— START Data listing —

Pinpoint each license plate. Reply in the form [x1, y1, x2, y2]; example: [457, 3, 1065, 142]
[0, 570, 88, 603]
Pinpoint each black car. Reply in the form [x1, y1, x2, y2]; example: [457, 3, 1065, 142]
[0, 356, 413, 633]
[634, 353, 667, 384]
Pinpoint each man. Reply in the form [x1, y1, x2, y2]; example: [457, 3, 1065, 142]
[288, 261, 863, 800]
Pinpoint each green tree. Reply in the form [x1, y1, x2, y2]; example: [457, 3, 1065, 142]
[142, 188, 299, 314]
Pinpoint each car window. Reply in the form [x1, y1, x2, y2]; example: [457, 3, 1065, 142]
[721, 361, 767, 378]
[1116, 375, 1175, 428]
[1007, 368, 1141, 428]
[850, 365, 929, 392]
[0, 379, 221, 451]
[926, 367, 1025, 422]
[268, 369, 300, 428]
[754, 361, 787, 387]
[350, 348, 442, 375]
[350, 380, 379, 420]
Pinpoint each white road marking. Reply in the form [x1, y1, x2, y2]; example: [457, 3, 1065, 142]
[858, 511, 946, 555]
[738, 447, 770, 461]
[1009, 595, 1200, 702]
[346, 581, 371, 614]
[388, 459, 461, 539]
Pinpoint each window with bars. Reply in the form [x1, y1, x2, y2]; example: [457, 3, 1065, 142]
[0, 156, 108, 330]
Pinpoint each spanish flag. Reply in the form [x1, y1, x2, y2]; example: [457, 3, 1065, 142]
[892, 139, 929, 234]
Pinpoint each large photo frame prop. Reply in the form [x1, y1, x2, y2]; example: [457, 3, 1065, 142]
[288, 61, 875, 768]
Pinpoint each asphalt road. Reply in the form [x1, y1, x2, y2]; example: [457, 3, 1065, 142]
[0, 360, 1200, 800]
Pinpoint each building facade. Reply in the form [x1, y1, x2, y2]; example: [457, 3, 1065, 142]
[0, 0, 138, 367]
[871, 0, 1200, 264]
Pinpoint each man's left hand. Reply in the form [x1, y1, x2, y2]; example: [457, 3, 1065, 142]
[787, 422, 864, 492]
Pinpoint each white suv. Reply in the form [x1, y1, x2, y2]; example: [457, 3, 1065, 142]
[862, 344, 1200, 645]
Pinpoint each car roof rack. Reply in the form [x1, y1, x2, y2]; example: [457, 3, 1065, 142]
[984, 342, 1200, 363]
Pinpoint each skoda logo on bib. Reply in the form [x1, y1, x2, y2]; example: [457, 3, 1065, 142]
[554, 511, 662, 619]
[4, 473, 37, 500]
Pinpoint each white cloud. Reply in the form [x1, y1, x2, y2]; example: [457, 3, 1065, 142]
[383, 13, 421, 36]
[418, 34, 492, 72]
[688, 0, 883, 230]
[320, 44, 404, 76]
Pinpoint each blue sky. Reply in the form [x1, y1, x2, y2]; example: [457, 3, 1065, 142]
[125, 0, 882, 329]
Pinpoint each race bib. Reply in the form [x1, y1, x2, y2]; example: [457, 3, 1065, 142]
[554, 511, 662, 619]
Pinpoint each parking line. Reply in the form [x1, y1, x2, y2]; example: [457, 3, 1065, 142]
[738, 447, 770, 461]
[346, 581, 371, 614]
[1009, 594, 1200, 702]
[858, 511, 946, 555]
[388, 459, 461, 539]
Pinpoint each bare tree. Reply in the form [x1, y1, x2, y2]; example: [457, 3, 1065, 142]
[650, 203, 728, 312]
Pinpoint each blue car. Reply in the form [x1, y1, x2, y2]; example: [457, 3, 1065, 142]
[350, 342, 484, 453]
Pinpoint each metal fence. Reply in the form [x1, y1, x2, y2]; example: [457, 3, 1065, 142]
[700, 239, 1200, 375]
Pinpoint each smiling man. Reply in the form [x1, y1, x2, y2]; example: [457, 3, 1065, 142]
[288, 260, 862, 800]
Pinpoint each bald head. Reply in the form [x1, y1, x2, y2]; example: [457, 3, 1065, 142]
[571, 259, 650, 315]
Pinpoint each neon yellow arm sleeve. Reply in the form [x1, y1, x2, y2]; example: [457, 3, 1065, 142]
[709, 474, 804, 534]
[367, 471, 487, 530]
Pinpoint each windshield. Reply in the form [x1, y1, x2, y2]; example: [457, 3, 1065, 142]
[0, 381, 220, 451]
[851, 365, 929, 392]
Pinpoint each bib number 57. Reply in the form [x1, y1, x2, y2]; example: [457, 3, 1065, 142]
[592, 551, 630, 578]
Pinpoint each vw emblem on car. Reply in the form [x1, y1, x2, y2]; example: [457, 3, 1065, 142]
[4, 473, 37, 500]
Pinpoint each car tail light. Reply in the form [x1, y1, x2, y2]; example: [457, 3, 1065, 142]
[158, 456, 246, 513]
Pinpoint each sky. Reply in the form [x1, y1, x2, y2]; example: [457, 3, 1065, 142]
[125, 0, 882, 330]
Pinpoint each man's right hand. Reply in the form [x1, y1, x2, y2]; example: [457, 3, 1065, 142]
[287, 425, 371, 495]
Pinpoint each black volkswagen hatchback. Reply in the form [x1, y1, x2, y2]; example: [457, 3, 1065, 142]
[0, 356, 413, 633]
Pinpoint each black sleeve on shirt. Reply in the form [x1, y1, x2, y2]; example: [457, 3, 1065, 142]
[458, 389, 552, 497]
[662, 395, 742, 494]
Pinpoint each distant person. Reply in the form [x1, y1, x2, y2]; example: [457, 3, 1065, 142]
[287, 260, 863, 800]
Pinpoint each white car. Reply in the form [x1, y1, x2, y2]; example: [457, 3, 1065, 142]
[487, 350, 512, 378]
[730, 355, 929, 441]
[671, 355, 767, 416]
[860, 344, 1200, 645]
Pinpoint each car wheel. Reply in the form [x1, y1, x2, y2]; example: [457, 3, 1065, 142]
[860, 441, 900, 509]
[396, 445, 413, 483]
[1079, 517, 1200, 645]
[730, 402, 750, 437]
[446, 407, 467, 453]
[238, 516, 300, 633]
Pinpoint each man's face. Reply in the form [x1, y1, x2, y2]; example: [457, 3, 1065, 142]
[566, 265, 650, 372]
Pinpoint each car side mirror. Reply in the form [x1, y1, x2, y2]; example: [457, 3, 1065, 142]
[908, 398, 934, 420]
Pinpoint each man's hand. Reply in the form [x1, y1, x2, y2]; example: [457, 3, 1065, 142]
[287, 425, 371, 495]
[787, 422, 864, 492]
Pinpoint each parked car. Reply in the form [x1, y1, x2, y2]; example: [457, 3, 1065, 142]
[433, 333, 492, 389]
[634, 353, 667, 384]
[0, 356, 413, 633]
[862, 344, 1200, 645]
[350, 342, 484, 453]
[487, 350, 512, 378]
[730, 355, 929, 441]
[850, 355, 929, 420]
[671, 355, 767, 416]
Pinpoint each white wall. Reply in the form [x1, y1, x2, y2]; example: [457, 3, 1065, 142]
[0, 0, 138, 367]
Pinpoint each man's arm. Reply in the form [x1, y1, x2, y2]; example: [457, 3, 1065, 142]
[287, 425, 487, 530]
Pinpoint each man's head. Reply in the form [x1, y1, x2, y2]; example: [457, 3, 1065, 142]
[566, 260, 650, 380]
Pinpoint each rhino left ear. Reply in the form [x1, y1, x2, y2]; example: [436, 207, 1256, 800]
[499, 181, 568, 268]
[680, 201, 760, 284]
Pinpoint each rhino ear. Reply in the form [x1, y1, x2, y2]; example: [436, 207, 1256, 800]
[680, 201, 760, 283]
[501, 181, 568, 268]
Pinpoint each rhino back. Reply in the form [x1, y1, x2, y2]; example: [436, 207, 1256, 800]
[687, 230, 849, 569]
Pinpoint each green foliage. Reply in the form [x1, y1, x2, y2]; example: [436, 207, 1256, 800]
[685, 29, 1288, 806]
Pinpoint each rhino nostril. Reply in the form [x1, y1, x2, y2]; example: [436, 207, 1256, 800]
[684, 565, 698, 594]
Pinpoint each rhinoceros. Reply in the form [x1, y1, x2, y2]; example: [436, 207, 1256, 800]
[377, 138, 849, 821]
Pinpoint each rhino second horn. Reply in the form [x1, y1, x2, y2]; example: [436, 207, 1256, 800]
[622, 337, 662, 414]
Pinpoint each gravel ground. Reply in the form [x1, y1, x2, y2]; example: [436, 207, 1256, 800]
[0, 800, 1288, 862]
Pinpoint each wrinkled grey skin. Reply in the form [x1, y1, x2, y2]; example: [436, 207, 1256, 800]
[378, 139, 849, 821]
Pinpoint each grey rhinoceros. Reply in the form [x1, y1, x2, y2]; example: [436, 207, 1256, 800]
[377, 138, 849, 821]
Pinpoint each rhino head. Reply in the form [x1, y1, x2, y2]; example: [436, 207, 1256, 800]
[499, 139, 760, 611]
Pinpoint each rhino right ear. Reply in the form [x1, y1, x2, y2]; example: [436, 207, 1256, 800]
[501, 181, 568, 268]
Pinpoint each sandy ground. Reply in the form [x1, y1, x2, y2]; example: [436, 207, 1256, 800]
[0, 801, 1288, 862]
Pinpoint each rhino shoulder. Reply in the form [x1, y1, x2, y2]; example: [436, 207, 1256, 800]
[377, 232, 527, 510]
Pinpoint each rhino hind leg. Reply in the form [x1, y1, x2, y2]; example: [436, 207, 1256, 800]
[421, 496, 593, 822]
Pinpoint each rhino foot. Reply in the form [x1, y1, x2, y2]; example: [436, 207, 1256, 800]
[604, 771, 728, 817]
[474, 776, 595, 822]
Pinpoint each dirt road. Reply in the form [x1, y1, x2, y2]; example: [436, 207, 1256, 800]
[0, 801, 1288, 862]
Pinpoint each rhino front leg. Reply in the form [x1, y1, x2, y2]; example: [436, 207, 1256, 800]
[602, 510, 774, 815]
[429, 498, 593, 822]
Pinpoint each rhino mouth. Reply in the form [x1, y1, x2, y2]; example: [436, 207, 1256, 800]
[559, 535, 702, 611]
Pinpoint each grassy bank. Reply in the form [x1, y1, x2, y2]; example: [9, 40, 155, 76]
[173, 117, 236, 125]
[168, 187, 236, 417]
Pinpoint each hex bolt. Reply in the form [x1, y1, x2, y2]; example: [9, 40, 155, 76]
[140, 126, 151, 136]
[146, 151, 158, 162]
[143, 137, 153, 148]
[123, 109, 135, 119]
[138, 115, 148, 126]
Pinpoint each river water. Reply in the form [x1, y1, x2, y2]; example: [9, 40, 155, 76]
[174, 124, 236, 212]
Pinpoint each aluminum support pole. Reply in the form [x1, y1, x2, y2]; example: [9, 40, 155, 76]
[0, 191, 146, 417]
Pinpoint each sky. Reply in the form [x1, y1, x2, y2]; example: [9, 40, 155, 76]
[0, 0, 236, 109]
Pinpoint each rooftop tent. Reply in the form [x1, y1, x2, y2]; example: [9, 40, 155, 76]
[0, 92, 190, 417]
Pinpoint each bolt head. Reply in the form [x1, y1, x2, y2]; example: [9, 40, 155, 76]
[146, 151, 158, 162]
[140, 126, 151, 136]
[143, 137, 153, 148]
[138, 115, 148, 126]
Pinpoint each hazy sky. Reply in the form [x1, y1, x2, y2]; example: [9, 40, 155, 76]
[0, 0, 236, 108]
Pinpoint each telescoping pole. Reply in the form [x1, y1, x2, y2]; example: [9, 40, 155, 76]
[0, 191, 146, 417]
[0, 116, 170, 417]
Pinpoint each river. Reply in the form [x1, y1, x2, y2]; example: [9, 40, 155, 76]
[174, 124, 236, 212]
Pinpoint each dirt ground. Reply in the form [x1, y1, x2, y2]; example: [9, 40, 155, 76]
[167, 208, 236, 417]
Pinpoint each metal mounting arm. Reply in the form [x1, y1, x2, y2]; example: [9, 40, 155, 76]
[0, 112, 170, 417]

— END Data listing —

Count the lines of the items above that contain the string "left", treating uppercase and lowercase as different. Reply with the number alone.

Answer to this exercise:
2